* _Problem to work on_: Exact copy required. Repeat the records, but keep the pictures out.

--- --- ---

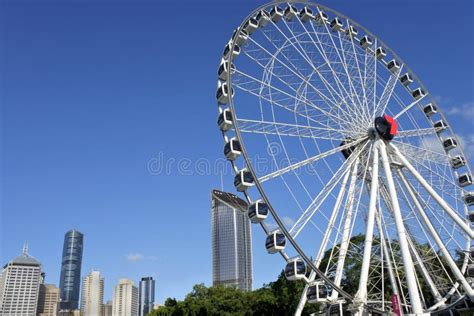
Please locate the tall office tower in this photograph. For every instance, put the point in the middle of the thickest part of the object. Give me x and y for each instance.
(48, 300)
(231, 241)
(92, 295)
(125, 299)
(70, 280)
(19, 285)
(107, 309)
(146, 296)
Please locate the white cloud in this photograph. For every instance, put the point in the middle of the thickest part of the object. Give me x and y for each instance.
(134, 257)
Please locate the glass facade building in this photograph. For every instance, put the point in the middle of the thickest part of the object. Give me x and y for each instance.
(70, 279)
(146, 296)
(231, 241)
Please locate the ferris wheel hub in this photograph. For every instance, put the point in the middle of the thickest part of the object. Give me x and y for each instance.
(386, 127)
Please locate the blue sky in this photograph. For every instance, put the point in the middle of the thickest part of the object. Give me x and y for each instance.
(95, 93)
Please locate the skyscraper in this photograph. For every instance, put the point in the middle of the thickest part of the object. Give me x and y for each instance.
(125, 299)
(146, 296)
(48, 300)
(231, 241)
(19, 285)
(70, 280)
(92, 295)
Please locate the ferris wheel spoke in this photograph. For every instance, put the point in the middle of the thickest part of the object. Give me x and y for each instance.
(285, 129)
(309, 160)
(442, 247)
(408, 107)
(291, 96)
(320, 198)
(459, 221)
(401, 231)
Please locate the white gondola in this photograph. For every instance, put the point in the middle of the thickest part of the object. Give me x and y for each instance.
(380, 53)
(351, 31)
(250, 26)
(224, 121)
(406, 79)
(336, 24)
(275, 242)
(440, 126)
(365, 42)
(240, 38)
(430, 109)
(263, 17)
(235, 52)
(243, 180)
(290, 12)
(449, 143)
(232, 149)
(321, 17)
(458, 161)
(224, 69)
(470, 270)
(317, 292)
(464, 180)
(418, 93)
(276, 13)
(393, 66)
(258, 211)
(222, 94)
(295, 269)
(306, 14)
(468, 198)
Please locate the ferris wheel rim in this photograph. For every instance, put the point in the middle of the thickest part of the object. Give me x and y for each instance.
(249, 165)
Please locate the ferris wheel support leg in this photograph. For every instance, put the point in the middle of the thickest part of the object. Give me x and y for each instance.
(327, 234)
(461, 223)
(346, 232)
(449, 259)
(361, 296)
(402, 236)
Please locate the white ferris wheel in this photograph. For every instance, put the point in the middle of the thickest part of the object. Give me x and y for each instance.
(347, 162)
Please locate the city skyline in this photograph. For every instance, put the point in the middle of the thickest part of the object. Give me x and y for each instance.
(102, 107)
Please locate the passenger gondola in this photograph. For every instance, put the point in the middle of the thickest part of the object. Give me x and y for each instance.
(243, 180)
(365, 42)
(275, 242)
(317, 292)
(440, 126)
(418, 93)
(263, 17)
(406, 79)
(223, 70)
(321, 17)
(430, 109)
(290, 12)
(449, 143)
(232, 149)
(258, 211)
(240, 38)
(235, 52)
(464, 180)
(458, 161)
(393, 66)
(224, 121)
(380, 53)
(306, 14)
(468, 198)
(222, 94)
(276, 13)
(295, 269)
(336, 24)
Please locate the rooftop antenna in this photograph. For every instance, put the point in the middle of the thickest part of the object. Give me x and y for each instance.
(25, 248)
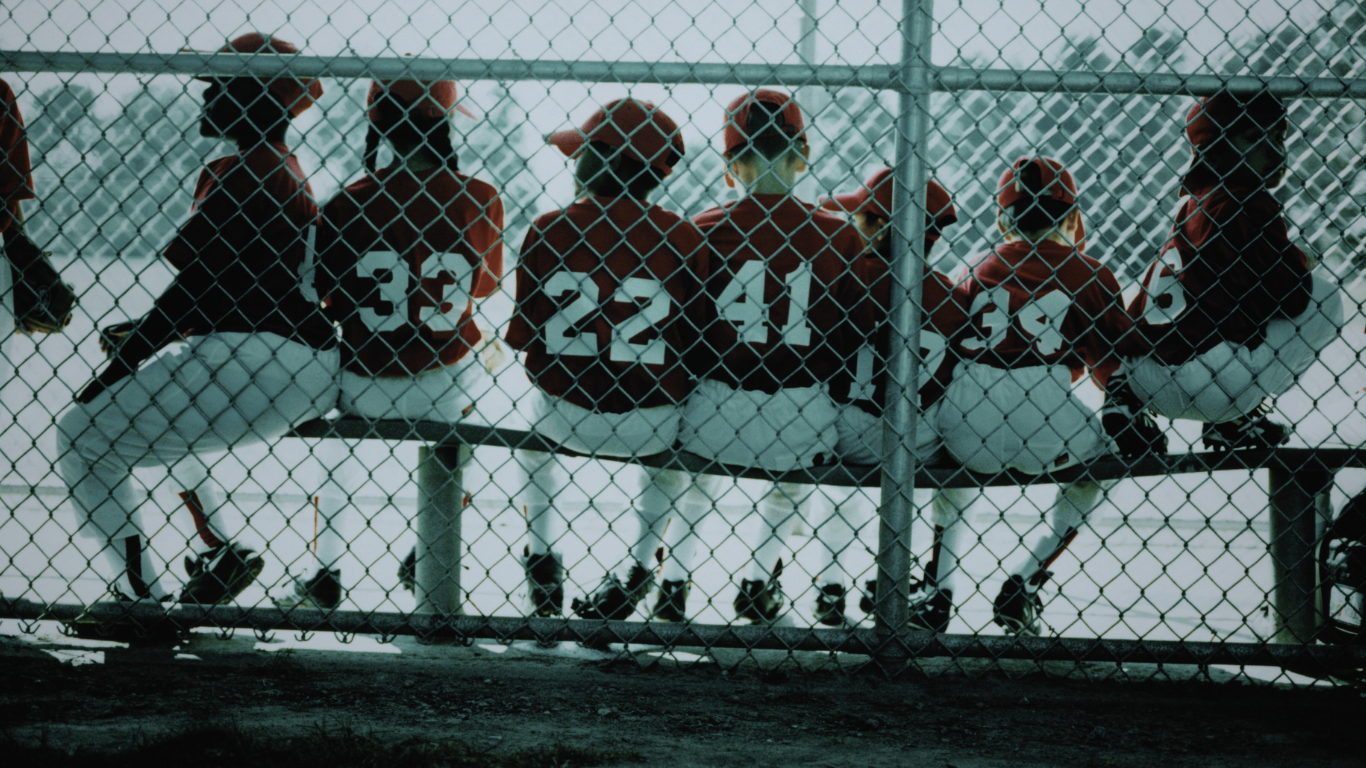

--- --- ---

* _Exercise output_:
Please locate the tall office tower in this photograph. For every instance, put the point in the middle of the thickest part of the object. Give me x and y for each instance.
(48, 300)
(231, 241)
(92, 295)
(125, 299)
(70, 280)
(19, 285)
(107, 309)
(146, 296)
Please locate the white cloud in this photograph. For every instance, put the point in the middle of the thickest part of the object. Give me x and y for each instance.
(134, 257)
Please locate the glass facade building in this photograph. For every instance, put the point in the middle of the thickest part of the object. Give me x and y for each instance.
(70, 279)
(146, 296)
(231, 241)
Please locate the ferris wheel hub in this photograph. For every instance, put the point in the middle of the thickest part of the object. Give me x and y for each instance.
(386, 127)
Please locate the blue sky in this photograph. For every instance, put the point in the middle of the thickest part of the object. Give me x and y for each instance.
(95, 93)
Please locate the skyscraper in this photograph. For every instance, put the point in the middle of the thickest part of the object. Give me x and y for each instance.
(125, 299)
(146, 296)
(48, 300)
(231, 241)
(19, 285)
(70, 280)
(92, 295)
Please locate the ferris wheel spoke in this photograph. For every instance, put the point in the middle of the thickest part of the object. Give me x and y for each instance.
(285, 129)
(309, 160)
(442, 247)
(408, 107)
(291, 96)
(320, 198)
(459, 221)
(401, 231)
Please locate the white gondola in this photograph. For every instance, put the point in the middle of the thickest part of the object. Give me x and y for each instance.
(380, 53)
(351, 31)
(250, 26)
(224, 121)
(406, 79)
(336, 24)
(275, 242)
(440, 126)
(365, 42)
(240, 38)
(430, 109)
(263, 17)
(235, 52)
(243, 180)
(290, 12)
(449, 143)
(232, 149)
(321, 17)
(458, 161)
(224, 69)
(470, 270)
(317, 292)
(464, 180)
(418, 93)
(276, 13)
(393, 66)
(258, 211)
(222, 94)
(295, 269)
(306, 14)
(468, 198)
Please locate the ferris wheel rim in this photograph. For every instance, put the point in the middle of the thickest part of the object. Give me x and y for each instance.
(249, 165)
Please locate the ferris wheel support leg in this photograph. For every instance, put the point in the middle of the thickest part of the object. Give me x and y for each instance.
(327, 234)
(461, 223)
(346, 232)
(449, 259)
(361, 296)
(402, 236)
Please locate the white ferris wheel in this photograph. For every instance, put the point in the middle of the thickest part of the object. Give me x and y for each instance.
(347, 162)
Please locate the city skyline in this photograph. For every instance, put the point in the middle of the thickest part of the object. Give me x and y for each instance.
(102, 107)
Please locate the passenger gondola in this photograph. For every instance, put the point in the middle of the thickest part of the object. Give me x and y for each instance.
(243, 180)
(365, 42)
(275, 242)
(317, 292)
(440, 126)
(418, 93)
(263, 17)
(406, 79)
(223, 70)
(321, 17)
(430, 109)
(290, 12)
(449, 143)
(232, 149)
(258, 211)
(240, 38)
(235, 52)
(464, 180)
(458, 161)
(393, 66)
(224, 121)
(380, 53)
(306, 14)
(468, 198)
(222, 94)
(276, 13)
(295, 269)
(336, 24)
Please locate the rooftop antenna in this photograph. For every instance, put the point in the middle of the thickest part of the object. Give me x and y for each instance.
(25, 248)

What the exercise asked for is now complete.